* AIM OF THE EXERCISE: Switch "flat cap" to "baseball cap" in the stretch from the start of the rows through the line containing "M588 240L597 233L600", leaving everything else unchanged, and give back only those lines.

Data entries:
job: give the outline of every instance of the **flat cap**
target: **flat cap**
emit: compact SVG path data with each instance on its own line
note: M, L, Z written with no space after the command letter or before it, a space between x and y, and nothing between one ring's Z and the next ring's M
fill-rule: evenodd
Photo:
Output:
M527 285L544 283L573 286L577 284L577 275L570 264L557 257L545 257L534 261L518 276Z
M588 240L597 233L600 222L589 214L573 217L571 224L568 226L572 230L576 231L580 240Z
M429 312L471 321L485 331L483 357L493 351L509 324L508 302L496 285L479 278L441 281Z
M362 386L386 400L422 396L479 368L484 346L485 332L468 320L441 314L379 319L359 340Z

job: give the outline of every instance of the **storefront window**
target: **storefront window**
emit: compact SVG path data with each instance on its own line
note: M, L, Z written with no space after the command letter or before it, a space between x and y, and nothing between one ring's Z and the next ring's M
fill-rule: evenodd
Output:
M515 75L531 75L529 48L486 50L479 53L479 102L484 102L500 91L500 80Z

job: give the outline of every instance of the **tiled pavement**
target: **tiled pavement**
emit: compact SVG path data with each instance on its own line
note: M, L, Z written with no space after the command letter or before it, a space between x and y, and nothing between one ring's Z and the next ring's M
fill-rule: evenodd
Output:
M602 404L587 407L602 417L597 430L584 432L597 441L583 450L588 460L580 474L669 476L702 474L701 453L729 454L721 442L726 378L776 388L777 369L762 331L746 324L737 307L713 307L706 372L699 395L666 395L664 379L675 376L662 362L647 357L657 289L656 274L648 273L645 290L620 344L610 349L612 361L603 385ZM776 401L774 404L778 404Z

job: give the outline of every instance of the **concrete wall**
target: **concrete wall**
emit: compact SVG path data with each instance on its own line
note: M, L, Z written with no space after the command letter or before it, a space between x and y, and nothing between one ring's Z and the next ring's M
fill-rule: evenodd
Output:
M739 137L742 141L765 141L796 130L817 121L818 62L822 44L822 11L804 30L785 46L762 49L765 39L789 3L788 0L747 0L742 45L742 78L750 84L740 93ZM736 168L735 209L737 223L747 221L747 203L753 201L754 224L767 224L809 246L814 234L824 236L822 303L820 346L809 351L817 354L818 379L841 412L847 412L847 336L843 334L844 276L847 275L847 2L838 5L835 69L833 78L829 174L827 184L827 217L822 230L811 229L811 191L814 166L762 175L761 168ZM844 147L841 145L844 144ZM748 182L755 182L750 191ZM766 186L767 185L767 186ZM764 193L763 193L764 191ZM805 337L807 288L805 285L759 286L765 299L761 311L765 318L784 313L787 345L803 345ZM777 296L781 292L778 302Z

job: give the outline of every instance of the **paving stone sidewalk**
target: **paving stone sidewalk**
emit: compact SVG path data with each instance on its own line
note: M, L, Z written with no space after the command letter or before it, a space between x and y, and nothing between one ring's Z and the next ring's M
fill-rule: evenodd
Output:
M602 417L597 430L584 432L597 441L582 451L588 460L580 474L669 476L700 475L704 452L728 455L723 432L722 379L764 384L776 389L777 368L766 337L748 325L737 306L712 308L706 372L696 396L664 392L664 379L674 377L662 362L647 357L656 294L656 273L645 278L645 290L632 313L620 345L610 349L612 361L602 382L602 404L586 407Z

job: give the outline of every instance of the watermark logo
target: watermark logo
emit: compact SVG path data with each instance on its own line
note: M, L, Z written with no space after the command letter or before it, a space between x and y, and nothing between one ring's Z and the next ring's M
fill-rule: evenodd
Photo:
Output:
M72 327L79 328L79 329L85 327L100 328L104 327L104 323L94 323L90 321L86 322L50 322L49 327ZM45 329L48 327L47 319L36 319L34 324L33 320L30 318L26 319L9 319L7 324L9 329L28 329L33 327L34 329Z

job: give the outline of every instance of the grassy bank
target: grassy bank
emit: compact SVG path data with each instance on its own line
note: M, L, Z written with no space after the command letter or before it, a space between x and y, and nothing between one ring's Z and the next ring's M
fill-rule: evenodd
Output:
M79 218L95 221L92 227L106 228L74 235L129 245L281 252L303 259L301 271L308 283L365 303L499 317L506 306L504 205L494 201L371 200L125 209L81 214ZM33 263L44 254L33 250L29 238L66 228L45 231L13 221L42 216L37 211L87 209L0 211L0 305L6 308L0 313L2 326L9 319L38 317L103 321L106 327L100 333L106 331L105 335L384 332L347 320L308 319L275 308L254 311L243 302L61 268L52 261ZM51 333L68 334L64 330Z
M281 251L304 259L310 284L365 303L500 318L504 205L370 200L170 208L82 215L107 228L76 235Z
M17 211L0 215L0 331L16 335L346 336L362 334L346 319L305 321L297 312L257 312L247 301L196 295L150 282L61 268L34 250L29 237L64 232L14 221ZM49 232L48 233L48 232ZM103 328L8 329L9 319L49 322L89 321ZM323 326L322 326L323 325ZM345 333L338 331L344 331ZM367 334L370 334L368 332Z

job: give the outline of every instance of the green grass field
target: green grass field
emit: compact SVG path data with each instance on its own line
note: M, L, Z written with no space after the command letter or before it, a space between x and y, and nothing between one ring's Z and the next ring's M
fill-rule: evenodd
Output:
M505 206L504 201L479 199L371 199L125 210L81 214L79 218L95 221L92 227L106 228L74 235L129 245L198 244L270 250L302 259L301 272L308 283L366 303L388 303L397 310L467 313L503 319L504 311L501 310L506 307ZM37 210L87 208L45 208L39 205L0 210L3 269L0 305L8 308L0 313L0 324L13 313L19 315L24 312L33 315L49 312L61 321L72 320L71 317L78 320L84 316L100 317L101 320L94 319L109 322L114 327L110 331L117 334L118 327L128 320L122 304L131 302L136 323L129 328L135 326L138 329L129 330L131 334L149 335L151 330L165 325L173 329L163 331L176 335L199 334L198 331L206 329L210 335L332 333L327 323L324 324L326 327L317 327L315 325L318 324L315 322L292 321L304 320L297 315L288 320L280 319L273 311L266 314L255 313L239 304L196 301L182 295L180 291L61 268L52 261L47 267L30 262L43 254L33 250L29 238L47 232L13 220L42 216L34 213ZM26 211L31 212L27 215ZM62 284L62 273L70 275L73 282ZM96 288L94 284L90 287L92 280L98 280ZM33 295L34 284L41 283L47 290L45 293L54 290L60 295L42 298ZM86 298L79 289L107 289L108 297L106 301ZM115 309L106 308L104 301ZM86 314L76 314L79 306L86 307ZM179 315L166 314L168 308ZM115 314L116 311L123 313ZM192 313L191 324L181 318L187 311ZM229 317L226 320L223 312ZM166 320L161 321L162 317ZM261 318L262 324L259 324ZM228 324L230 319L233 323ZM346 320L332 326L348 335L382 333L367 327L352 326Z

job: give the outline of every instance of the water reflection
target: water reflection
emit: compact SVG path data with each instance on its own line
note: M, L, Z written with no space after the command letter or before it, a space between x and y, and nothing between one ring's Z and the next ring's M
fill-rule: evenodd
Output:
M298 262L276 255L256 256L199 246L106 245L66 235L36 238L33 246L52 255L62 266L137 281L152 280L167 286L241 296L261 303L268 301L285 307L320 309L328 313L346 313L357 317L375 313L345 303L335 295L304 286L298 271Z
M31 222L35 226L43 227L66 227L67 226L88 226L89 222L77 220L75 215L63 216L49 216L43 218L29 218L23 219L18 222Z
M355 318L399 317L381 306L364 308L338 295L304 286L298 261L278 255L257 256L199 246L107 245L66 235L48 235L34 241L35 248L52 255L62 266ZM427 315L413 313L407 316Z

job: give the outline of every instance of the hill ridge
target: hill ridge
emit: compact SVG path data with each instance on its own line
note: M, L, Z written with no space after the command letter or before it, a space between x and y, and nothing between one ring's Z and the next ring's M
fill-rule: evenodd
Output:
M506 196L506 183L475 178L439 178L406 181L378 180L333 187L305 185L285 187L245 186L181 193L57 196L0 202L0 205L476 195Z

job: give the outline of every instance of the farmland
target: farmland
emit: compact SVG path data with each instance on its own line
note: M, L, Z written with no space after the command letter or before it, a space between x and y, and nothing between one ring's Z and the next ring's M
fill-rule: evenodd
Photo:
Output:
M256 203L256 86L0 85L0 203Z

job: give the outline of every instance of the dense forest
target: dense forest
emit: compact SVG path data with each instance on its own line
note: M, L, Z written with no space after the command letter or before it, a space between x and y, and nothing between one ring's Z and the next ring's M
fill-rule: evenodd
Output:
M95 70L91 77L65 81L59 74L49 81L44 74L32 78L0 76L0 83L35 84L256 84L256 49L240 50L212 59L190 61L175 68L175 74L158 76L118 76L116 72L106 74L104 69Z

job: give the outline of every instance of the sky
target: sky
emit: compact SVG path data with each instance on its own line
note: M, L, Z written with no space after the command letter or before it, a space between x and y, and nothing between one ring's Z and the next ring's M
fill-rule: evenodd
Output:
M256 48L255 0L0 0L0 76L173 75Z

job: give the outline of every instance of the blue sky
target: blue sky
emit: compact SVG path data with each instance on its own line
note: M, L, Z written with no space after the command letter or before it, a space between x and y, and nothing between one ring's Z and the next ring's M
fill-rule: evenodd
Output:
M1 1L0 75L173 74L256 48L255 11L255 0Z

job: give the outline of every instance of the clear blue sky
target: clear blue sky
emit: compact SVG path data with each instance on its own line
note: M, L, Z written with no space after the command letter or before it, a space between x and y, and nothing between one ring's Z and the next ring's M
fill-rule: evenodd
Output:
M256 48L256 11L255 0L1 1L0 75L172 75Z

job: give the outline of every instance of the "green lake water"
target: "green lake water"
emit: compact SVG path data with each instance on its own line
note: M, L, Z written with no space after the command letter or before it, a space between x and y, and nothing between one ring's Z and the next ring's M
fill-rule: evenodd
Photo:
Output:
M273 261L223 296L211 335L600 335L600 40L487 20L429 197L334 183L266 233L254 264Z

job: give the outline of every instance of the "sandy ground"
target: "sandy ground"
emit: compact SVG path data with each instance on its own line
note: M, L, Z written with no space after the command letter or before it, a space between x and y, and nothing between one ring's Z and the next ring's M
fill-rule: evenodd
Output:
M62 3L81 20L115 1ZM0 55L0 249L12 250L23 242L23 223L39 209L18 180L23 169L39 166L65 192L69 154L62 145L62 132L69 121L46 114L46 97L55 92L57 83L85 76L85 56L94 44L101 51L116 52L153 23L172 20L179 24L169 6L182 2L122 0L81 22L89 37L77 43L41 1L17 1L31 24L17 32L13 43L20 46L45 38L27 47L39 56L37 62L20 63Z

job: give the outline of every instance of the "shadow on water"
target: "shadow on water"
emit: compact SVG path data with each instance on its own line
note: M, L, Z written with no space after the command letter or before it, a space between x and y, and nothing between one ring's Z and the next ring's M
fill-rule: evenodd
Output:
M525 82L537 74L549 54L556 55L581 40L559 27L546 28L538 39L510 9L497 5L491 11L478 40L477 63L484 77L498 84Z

* RESULT FOR THIS TASK:
job: give the outline of every instance of the **baseball cap**
target: **baseball cap**
emit: compact SVG path data with each instance on its own line
note: M, L, Z written with no space after the command letter or before it, a space between x and y, and nothing between one ring's Z and the next ring's M
fill-rule: evenodd
Photo:
Output:
M527 285L544 283L573 286L577 284L577 275L570 264L557 257L545 257L534 261L518 276Z
M588 240L597 233L600 222L589 214L573 217L571 224L568 226L572 230L576 231L580 240Z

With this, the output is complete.